[start]

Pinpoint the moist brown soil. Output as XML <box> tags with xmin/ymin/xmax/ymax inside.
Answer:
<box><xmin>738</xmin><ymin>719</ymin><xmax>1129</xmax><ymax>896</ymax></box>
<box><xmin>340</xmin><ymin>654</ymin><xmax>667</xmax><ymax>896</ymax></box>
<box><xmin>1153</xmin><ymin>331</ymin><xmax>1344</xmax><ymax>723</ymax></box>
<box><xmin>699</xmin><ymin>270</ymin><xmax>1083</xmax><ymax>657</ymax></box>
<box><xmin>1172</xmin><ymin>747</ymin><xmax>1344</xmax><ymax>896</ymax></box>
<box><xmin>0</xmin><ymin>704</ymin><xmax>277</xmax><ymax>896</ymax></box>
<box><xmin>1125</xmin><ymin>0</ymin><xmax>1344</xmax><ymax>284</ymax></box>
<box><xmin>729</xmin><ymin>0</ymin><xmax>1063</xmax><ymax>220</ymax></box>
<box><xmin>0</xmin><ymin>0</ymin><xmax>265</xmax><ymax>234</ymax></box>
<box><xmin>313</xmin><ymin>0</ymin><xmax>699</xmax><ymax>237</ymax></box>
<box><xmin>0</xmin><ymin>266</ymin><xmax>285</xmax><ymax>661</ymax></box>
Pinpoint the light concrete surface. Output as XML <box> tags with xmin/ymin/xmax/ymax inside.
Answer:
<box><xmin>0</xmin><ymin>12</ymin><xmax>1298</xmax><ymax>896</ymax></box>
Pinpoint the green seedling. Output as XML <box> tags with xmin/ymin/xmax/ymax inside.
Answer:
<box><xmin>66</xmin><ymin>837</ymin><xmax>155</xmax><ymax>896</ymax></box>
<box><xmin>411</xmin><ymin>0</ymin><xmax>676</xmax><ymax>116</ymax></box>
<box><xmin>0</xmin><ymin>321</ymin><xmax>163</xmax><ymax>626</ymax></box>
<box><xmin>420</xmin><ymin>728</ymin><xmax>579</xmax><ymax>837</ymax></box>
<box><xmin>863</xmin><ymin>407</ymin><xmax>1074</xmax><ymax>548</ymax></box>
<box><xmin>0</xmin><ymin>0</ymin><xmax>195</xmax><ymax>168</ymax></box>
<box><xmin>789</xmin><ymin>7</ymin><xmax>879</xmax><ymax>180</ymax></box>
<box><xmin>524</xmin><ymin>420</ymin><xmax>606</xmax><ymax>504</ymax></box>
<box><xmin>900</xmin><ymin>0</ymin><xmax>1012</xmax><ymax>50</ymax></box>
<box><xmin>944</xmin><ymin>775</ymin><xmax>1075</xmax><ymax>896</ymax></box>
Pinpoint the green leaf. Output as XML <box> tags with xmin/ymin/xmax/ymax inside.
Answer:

[end]

## [Exercise brief]
Convert the listing above into a numbered list, one entry per line and omitting blank lines.

## [Exercise response]
1. Pinpoint the moist brown soil. Output as XML <box> tags with xmin/ymin/xmax/ymax inside.
2. Answer:
3. <box><xmin>738</xmin><ymin>719</ymin><xmax>1129</xmax><ymax>896</ymax></box>
4. <box><xmin>340</xmin><ymin>654</ymin><xmax>667</xmax><ymax>896</ymax></box>
5. <box><xmin>1153</xmin><ymin>331</ymin><xmax>1344</xmax><ymax>723</ymax></box>
6. <box><xmin>699</xmin><ymin>270</ymin><xmax>1083</xmax><ymax>657</ymax></box>
7. <box><xmin>1172</xmin><ymin>747</ymin><xmax>1344</xmax><ymax>896</ymax></box>
8. <box><xmin>0</xmin><ymin>704</ymin><xmax>277</xmax><ymax>896</ymax></box>
9. <box><xmin>1125</xmin><ymin>0</ymin><xmax>1344</xmax><ymax>284</ymax></box>
10. <box><xmin>729</xmin><ymin>0</ymin><xmax>1063</xmax><ymax>220</ymax></box>
11. <box><xmin>0</xmin><ymin>0</ymin><xmax>265</xmax><ymax>234</ymax></box>
12. <box><xmin>313</xmin><ymin>0</ymin><xmax>699</xmax><ymax>237</ymax></box>
13. <box><xmin>0</xmin><ymin>266</ymin><xmax>285</xmax><ymax>661</ymax></box>
14. Pinpoint the light concrete surface. Output as XML <box> tags with xmin/ymin/xmax/ymax inside.
15. Answer:
16. <box><xmin>0</xmin><ymin>12</ymin><xmax>1298</xmax><ymax>896</ymax></box>
17. Pinpoint the green seedling. Output as XML <box> tags with xmin/ymin/xmax/ymax inside.
18. Answer:
19. <box><xmin>66</xmin><ymin>837</ymin><xmax>155</xmax><ymax>896</ymax></box>
20. <box><xmin>411</xmin><ymin>0</ymin><xmax>676</xmax><ymax>116</ymax></box>
21. <box><xmin>0</xmin><ymin>321</ymin><xmax>163</xmax><ymax>626</ymax></box>
22. <box><xmin>420</xmin><ymin>728</ymin><xmax>579</xmax><ymax>837</ymax></box>
23. <box><xmin>863</xmin><ymin>407</ymin><xmax>1074</xmax><ymax>548</ymax></box>
24. <box><xmin>0</xmin><ymin>0</ymin><xmax>195</xmax><ymax>168</ymax></box>
25. <box><xmin>789</xmin><ymin>7</ymin><xmax>879</xmax><ymax>180</ymax></box>
26. <box><xmin>524</xmin><ymin>420</ymin><xmax>606</xmax><ymax>504</ymax></box>
27. <box><xmin>900</xmin><ymin>0</ymin><xmax>1012</xmax><ymax>50</ymax></box>
28. <box><xmin>944</xmin><ymin>775</ymin><xmax>1075</xmax><ymax>896</ymax></box>
29. Pinpoint the green leaf. Output as XML <box> tags with xmin/ymin/xmax/ymax inside.
30. Answer:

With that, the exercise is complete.